The new program will use between $75 billion-$100 billion of Treasury funds from the Troubled Asset Relief Program and leverage $500 billion with the potential to expand to $1 trillion of private purchasing power with financing from the Federal Reserve System and the Federal Deposit Insurance Corp.
Using the Fed and the FDIC, the government will leverage private capital by co-investing with the private sector. If the private sector has financing provided by the government, buying these assets becomes a more attractive option.
Second, the administration wants the market, not the government, to set the price for these assets.
"The greatest waste of taxpayer dollars would be us paying too much," an official said.
Third, the private sector will invest alongside the taxpayer on an equal basis, so both parties share the downside risk and upside potential.
To accomplish this, the treasury will partner with the FDIC in a program where banks can bring assets they want to sell to the FDIC. The FDIC will provide leverage, then the assets will be sold in the market, where private market participants will bid on them, thereby setting the price. Then the government can co-invest with the private sector to buy pools of toxic assets and clean up the banks' balance sheets.

Dataset excerpts ::
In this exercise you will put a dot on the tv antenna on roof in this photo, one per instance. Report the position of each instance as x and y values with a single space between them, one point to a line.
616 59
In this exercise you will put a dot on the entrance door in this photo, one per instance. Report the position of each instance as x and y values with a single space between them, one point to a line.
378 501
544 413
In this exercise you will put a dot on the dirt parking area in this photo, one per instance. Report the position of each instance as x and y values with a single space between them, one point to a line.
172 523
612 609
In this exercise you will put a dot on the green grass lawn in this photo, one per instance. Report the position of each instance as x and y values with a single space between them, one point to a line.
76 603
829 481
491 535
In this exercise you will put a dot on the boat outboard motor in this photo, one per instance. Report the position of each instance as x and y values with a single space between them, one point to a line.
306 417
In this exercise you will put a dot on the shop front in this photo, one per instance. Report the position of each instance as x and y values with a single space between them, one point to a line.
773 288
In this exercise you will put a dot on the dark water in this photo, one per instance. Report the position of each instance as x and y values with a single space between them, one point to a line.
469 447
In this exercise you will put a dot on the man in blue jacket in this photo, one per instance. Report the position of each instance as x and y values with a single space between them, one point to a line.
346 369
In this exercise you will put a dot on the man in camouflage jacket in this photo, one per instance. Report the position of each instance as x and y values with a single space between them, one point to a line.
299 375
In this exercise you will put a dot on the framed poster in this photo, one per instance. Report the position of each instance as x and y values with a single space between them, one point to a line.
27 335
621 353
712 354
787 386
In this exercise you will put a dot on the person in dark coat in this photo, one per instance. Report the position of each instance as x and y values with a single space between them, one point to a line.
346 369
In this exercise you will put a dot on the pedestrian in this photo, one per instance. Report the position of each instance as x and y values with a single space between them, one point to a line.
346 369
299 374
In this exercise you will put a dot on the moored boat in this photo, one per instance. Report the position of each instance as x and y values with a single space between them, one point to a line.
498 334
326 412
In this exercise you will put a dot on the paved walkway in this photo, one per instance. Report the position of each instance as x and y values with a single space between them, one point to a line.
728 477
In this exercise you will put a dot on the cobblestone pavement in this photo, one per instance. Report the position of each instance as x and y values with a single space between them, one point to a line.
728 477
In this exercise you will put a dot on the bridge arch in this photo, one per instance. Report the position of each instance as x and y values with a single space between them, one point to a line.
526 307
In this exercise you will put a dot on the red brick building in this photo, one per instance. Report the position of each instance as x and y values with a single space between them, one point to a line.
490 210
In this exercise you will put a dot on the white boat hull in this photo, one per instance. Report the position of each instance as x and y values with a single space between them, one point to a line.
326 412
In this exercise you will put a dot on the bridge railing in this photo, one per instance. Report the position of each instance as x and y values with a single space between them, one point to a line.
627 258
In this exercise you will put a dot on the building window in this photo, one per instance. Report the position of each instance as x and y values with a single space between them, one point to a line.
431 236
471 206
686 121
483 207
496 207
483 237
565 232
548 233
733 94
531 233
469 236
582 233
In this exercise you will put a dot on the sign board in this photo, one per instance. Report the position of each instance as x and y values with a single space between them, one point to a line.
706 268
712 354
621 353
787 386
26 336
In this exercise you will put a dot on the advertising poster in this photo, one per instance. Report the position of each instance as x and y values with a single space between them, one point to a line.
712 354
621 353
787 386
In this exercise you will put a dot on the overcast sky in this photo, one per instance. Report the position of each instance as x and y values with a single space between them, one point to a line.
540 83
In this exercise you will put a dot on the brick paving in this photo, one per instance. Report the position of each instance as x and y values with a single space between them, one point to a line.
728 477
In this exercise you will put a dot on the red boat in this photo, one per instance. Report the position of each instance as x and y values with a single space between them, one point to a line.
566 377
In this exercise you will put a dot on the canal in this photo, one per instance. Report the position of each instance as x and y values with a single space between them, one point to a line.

WHAT THE EXERCISE ASKS ::
Can you repeat the passage on the Treasury's plan for buying toxic bank assets above in full, word for word?

SOLUTION TO THIS EXERCISE ::
The new program will use between $75 billion-$100 billion of Treasury funds from the Troubled Asset Relief Program and leverage $500 billion with the potential to expand to $1 trillion of private purchasing power with financing from the Federal Reserve System and the Federal Deposit Insurance Corp.
Using the Fed and the FDIC, the government will leverage private capital by co-investing with the private sector. If the private sector has financing provided by the government, buying these assets becomes a more attractive option.
Second, the administration wants the market, not the government, to set the price for these assets.
"The greatest waste of taxpayer dollars would be us paying too much," an official said.
Third, the private sector will invest alongside the taxpayer on an equal basis, so both parties share the downside risk and upside potential.
To accomplish this, the treasury will partner with the FDIC in a program where banks can bring assets they want to sell to the FDIC. The FDIC will provide leverage, then the assets will be sold in the market, where private market participants will bid on them, thereby setting the price. Then the government can co-invest with the private sector to buy pools of toxic assets and clean up the banks' balance sheets.